_To be done_
Write out only the lines running from the one that contains "Task: tag every instance of the blue container" to the end of the material, both ends included.
═══ Extracted data ═══
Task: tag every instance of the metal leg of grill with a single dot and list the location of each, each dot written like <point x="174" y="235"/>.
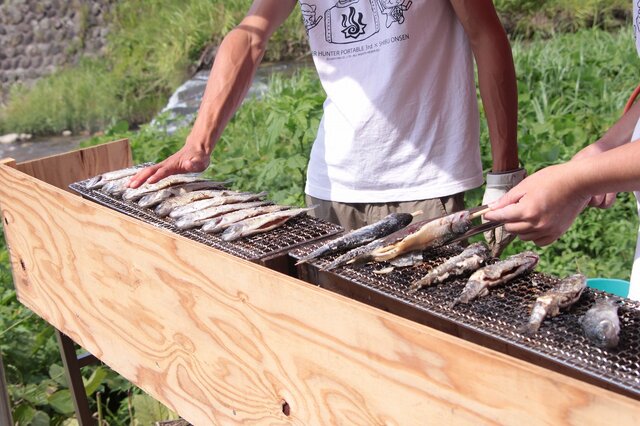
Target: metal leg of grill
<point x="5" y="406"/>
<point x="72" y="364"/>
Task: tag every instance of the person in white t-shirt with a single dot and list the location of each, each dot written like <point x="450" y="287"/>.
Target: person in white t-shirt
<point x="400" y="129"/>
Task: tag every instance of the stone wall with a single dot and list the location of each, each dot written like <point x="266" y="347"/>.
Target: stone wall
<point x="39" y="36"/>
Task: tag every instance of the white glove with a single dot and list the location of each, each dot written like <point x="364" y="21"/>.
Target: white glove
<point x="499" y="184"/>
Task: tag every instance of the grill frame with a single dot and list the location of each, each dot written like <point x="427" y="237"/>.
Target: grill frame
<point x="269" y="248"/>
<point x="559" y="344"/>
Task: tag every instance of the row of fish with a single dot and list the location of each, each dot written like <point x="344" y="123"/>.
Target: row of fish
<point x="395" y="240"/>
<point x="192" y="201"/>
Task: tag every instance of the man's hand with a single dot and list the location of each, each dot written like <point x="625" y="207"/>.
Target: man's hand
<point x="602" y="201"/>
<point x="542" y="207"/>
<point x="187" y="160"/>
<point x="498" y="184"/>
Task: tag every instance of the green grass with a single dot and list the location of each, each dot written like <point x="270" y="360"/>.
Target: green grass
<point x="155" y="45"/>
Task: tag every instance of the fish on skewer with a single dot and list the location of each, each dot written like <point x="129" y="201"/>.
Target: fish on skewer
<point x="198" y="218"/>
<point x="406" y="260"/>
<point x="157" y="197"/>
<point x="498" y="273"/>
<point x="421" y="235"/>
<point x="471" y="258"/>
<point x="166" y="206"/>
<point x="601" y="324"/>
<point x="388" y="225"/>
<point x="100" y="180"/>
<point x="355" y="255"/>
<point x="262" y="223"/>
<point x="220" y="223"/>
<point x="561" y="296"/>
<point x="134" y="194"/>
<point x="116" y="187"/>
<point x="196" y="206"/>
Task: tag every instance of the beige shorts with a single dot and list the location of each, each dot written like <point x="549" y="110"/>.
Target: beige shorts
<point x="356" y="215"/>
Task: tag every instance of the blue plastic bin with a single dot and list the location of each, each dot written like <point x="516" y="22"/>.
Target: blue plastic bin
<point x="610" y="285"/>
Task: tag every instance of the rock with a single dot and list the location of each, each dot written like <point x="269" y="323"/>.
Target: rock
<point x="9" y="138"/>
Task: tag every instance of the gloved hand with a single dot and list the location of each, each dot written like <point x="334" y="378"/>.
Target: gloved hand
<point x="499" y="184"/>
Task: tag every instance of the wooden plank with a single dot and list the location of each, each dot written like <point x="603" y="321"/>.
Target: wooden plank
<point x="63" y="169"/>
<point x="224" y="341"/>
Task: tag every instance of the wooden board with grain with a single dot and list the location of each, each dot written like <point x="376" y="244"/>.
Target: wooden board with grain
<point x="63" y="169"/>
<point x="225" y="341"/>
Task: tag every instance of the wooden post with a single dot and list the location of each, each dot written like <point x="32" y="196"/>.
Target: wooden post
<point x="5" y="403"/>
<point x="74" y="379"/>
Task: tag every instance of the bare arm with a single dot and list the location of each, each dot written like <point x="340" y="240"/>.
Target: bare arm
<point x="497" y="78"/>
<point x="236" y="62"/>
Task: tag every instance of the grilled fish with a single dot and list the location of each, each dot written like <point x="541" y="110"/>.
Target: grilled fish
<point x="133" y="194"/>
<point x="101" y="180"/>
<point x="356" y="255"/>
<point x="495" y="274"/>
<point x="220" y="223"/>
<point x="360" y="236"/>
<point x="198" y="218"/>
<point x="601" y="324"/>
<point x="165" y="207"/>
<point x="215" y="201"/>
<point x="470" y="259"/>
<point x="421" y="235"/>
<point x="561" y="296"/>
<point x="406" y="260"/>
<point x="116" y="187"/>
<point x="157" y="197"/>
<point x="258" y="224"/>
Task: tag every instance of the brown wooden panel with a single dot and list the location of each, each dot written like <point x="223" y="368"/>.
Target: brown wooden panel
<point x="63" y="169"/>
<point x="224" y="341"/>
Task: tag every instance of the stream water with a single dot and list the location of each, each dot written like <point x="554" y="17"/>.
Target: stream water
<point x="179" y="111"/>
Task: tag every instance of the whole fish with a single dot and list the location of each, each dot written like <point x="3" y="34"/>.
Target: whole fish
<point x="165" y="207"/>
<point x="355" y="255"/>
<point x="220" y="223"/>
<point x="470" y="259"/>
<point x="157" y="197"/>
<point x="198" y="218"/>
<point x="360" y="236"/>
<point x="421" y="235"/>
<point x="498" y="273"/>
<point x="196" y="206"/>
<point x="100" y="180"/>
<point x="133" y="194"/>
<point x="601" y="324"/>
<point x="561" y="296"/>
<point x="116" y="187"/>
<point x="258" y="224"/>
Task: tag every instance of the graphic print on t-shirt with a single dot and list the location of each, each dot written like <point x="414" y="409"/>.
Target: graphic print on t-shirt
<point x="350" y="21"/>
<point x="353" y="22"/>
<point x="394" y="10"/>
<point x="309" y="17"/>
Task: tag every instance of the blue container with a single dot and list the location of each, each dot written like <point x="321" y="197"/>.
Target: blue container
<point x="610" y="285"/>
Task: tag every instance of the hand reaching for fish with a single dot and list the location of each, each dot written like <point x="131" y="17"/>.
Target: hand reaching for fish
═══
_Task result_
Task: tag every instance of the blue container with a single dot and list the location of each, each dot written like <point x="321" y="197"/>.
Target: blue container
<point x="610" y="285"/>
Task: tag every instance of the hand reaching for fish with a single dot and list the location of each, each dot written like <point x="131" y="17"/>.
Target: hand reaching for fish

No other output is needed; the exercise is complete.